Stored rows:
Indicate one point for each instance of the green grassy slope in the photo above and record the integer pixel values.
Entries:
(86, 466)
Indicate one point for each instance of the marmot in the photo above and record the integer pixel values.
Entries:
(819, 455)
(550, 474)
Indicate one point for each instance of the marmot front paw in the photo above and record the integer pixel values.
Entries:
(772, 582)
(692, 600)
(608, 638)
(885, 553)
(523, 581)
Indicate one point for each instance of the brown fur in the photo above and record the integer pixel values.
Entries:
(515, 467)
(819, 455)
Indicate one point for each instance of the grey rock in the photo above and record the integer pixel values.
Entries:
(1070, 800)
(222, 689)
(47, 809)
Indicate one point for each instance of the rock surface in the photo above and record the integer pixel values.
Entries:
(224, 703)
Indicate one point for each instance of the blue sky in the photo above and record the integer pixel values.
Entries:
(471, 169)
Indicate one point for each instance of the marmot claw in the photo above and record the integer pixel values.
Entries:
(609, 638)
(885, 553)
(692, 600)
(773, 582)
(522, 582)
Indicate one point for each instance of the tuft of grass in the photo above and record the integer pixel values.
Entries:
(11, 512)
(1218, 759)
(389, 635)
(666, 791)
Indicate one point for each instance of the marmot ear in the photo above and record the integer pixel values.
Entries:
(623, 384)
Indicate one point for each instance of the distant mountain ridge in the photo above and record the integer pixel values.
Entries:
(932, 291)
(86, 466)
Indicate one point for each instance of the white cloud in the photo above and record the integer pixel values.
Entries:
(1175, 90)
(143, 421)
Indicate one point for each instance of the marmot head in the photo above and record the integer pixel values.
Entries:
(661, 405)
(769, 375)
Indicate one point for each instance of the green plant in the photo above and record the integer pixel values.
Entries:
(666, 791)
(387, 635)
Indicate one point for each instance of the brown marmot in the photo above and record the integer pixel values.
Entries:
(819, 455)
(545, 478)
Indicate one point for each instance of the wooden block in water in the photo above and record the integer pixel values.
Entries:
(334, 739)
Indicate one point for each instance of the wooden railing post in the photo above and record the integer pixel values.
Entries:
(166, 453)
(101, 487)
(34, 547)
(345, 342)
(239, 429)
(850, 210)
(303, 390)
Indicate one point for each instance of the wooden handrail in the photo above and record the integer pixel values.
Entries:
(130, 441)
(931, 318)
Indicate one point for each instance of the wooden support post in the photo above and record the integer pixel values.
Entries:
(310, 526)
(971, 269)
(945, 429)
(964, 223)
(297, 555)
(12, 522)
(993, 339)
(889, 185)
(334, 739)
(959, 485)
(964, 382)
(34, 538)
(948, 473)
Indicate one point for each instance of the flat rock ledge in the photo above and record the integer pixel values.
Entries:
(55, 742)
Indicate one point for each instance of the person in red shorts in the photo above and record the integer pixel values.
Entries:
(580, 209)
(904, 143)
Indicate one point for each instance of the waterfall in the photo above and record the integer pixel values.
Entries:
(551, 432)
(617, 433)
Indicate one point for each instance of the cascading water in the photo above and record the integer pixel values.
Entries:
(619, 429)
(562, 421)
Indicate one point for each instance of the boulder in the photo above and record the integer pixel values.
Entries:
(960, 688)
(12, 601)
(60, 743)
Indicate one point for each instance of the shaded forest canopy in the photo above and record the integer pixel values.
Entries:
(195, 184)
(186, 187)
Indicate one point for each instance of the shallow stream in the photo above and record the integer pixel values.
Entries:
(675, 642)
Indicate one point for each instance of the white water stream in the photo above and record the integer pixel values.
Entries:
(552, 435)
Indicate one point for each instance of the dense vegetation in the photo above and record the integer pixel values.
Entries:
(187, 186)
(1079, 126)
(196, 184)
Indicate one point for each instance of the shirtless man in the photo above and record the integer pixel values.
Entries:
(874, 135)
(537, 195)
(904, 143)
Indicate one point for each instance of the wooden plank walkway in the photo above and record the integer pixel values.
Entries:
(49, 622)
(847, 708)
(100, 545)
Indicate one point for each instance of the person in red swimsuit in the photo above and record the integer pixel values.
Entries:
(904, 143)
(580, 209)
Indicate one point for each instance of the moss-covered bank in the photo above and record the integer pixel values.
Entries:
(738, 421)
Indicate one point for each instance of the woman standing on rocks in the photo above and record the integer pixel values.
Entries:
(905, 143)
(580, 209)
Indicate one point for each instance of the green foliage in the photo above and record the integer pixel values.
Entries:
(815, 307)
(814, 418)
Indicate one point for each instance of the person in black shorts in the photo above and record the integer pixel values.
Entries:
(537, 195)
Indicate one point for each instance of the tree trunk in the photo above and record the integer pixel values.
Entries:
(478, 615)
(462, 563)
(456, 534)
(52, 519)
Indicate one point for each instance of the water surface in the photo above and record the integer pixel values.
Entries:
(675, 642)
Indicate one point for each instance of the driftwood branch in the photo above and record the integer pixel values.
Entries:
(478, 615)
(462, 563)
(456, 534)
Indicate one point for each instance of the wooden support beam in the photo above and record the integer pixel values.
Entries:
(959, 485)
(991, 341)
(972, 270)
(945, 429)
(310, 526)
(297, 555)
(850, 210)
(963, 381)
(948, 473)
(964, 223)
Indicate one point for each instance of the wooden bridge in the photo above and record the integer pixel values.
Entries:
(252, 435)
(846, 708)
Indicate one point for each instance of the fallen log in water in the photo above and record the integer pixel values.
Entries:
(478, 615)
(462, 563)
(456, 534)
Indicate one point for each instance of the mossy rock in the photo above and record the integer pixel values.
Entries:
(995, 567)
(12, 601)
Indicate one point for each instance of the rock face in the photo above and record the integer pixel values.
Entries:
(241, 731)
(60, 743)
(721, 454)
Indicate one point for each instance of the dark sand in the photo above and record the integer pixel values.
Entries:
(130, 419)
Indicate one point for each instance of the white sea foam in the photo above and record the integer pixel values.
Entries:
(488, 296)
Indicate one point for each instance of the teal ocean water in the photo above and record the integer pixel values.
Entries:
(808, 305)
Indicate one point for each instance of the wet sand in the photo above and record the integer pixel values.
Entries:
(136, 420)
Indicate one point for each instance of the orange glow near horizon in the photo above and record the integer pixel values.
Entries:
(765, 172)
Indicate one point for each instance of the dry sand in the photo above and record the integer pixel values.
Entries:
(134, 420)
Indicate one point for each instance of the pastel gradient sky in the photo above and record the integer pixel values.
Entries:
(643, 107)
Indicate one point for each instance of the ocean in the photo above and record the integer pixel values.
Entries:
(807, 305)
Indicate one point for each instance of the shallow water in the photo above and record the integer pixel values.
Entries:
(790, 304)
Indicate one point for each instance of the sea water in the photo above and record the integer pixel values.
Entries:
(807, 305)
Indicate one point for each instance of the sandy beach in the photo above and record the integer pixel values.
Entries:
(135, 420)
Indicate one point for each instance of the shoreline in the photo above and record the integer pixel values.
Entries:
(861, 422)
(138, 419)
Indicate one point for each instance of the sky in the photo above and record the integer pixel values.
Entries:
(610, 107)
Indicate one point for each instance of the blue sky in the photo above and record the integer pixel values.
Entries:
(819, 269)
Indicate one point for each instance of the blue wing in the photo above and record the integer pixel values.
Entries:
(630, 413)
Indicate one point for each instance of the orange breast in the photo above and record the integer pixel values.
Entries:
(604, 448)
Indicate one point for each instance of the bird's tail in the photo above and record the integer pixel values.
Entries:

What you are asked to do: Repeat all the entries exactly as given.

Solution below:
Indicate one point for each instance of the green grassy slope in the photo above and record the integer pixel values.
Entries:
(86, 466)
Indicate one point for each instance of the marmot in the photo above and record the integer pixel values.
Entries:
(819, 455)
(550, 474)
Indicate one point for each instance of the marmot front paw in the photo above and record the integer pixel values.
Entries:
(772, 582)
(692, 600)
(608, 638)
(885, 553)
(523, 581)
Indicate one point for each instance of the brown fur in the photo above and record the integer pixel values.
Entries:
(515, 467)
(819, 455)
Indicate one point for each instance of the grey rock in the photo above and record the integer pixel values.
Entries:
(1070, 800)
(222, 689)
(47, 809)
Indicate one point for each instance of the rock surface in the photo above and record the integer pixel values.
Entries:
(224, 703)
Indicate one point for each instance of the blue sky in the photo above and record the integer pixel values.
Entries:
(471, 169)
Indicate one point for each instance of the marmot claw in the photo above and record the integer pixel values.
Entries:
(609, 638)
(885, 553)
(692, 600)
(773, 582)
(522, 582)
Indicate one point for each instance of the tuft of grass in the photo above and record the integer pixel values.
Entries:
(11, 512)
(1218, 759)
(389, 635)
(666, 791)
Indicate one point for each instance of the marmot ear in the photo above and record the integer pixel values.
Entries:
(623, 384)
Indicate one point for each instance of the distant mountain ridge in the photo above and record the integer pixel values.
Entries:
(932, 291)
(86, 466)
Indicate one point for each instance of the white cloud in the photo above and record the integer pixel values.
Entries:
(1175, 90)
(143, 421)
Indicate one point for each instance of the marmot head in the photo above and record the integer pixel values.
Entries:
(661, 405)
(769, 375)
Indicate one point for each instance of the green plant in the photo above and record the integer pixel values.
Entries:
(666, 791)
(387, 635)
Indicate one point for each instance of the brown marmot in the photo above and record the integer pixel values.
Entries:
(819, 455)
(545, 478)
Indicate one point for each instance of the wooden block in water in the photo above and record the integer pixel values.
Entries:
(334, 739)
Indicate one point for each instance of the wooden railing post in the photo above and record the integer pixel values.
Entries:
(166, 453)
(101, 487)
(34, 547)
(345, 342)
(239, 429)
(850, 210)
(303, 390)
Indicate one point for each instance of the wooden handrail in the photo above and record the integer pixel values.
Entries:
(130, 441)
(931, 318)
Indicate one point for each instance of the wooden support post in the photo above and record the integer pixel values.
Entries:
(310, 526)
(971, 269)
(945, 429)
(964, 223)
(297, 555)
(12, 522)
(993, 339)
(889, 185)
(334, 739)
(959, 485)
(964, 382)
(34, 538)
(948, 473)
Indicate one point for each instance of the flat rock ledge in the photo above and record the integer pixel values.
Entries:
(55, 742)
Indicate one point for each instance of the person in red shorts in the photo above and record the integer pixel values.
Entries:
(580, 209)
(904, 143)
Indicate one point for each instance of the waterfall in the photo above and record the integer pixel values.
Entries:
(551, 432)
(617, 433)
Indicate one point for each instance of the cascading water in the photo above and record the integer pixel values.
Entries:
(619, 429)
(562, 421)
Indicate one point for each instance of the boulder in the photo above and record the integer pixel values.
Entries:
(960, 688)
(12, 601)
(60, 743)
Indicate one point for each instance of the shaded forest canopy in the photo above and record the integer pixel values.
Entries:
(195, 184)
(186, 187)
Indicate one point for each instance of the shallow stream in the photo above and record the integer pixel values.
Entries:
(675, 642)
Indicate one point for each instance of the white water stream in the photo above and record the integer pixel values.
Entries:
(552, 435)
Indicate one point for each instance of the dense vegetation in the photo above and record the integer pixel values.
Entries:
(187, 186)
(1079, 126)
(196, 184)
Indicate one point for each instance of the shirtless man in the photo above and record the integer pixel values.
Entries:
(874, 135)
(537, 195)
(904, 143)
Indicate one point for each instance of the wooden plank walkway in the photo above and record the integer pixel values.
Entries:
(49, 622)
(847, 708)
(100, 545)
Indicate one point for each instance of the person in red swimsuit in the photo above and record the integer pixel values.
Entries:
(904, 143)
(580, 209)
Indicate one point for each instance of the moss-covered bank in the photo above and record the integer pixel values.
Entries:
(738, 421)
Indicate one point for each instance of the woman standing on rocks in the photo above and record the integer pixel values.
Entries:
(905, 143)
(580, 209)
Indicate one point for each instance of the green foliage in the photo above and record the integer pixel values.
Entries:
(815, 307)
(814, 418)
Indicate one point for each instance of the person in black shorts in the photo above and record the integer pixel values.
Entries:
(537, 195)
Indicate one point for each instance of the tree trunk in the photo above and record the integer pixel values.
Entries:
(478, 615)
(462, 563)
(456, 534)
(52, 519)
Indicate one point for each instance of the water surface in the photo above and record the integer pixel values.
Entries:
(675, 642)
Indicate one point for each instance of the driftwood branch in the photo above and record the integer pixel values.
Entries:
(478, 615)
(462, 563)
(456, 534)
Indicate one point for each instance of the wooden support beam in the photo above and record the integer pixel values.
Entries:
(959, 485)
(991, 341)
(972, 270)
(945, 429)
(310, 526)
(297, 555)
(850, 210)
(963, 381)
(948, 473)
(964, 223)
Indicate one point for each instance of the wooden bridge in the photo above and record the integer pixel values.
Entries:
(252, 435)
(846, 708)
Indicate one point for each instance of the fallen log in water in the photo above and record the integer pixel values.
Entries:
(478, 615)
(462, 563)
(456, 534)
Indicate one point for each instance of the mossy rock in the photo above and record the integer pixel values.
Entries:
(995, 567)
(12, 601)
Indicate one point for each instance of the rock face in the photo above and record the integer pixel values.
Entries:
(241, 731)
(60, 743)
(721, 454)
Indicate one point for each instance of the dark sand in the photo above and record the integer pixel values.
Entries:
(130, 419)
Indicate one point for each instance of the white sea foam in the photo above and record the integer pixel values.
Entries:
(488, 296)
Indicate one point for each instance of the teal ocean water in the photo above and record the integer pixel values.
Entries:
(808, 305)
Indicate one point for each instance of the wet sand in the photo above and record the integer pixel values.
Entries:
(136, 420)
Indicate one point for each instance of the orange glow near horizon in the photo above and record the integer pixel values.
Entries:
(765, 172)
Indicate one point for each instance of the dry sand in the photo above and record the integer pixel values.
Entries:
(134, 420)
Indicate one point for each instance of the pastel gradient sky in the photo above and record the integer pixel values.
Entries:
(643, 107)
Indicate one point for each instance of the ocean in the photo above and record the integer pixel values.
Entries:
(807, 305)
Indicate one point for each instance of the shallow water in the photo above and record the integer pixel values.
Entries:
(790, 304)
Indicate one point for each instance of the sea water in the photo above and record the integer pixel values.
Entries:
(807, 305)
Indicate one point for each instance of the sandy beach in the photo above and record the integer pixel values.
Entries:
(135, 420)
Indicate one point for each instance of the shoreline in the photo above and record the integer pixel values.
Entries:
(861, 422)
(138, 419)
Indicate one point for each instance of the sky in the photo above and record the integer pixel values.
Entries:
(610, 107)
Indicate one point for each instance of the blue sky in the photo above and record the integer pixel values.
Entries:
(819, 269)
Indicate one point for each instance of the blue wing in the photo above and record the integer pixel values.
Entries:
(630, 413)
Indicate one point for each instance of the orange breast in the photo above and record the integer pixel values.
Entries:
(604, 448)
Indicate one point for each instance of the bird's tail in the photo above and record the integer pixel values.
Entries:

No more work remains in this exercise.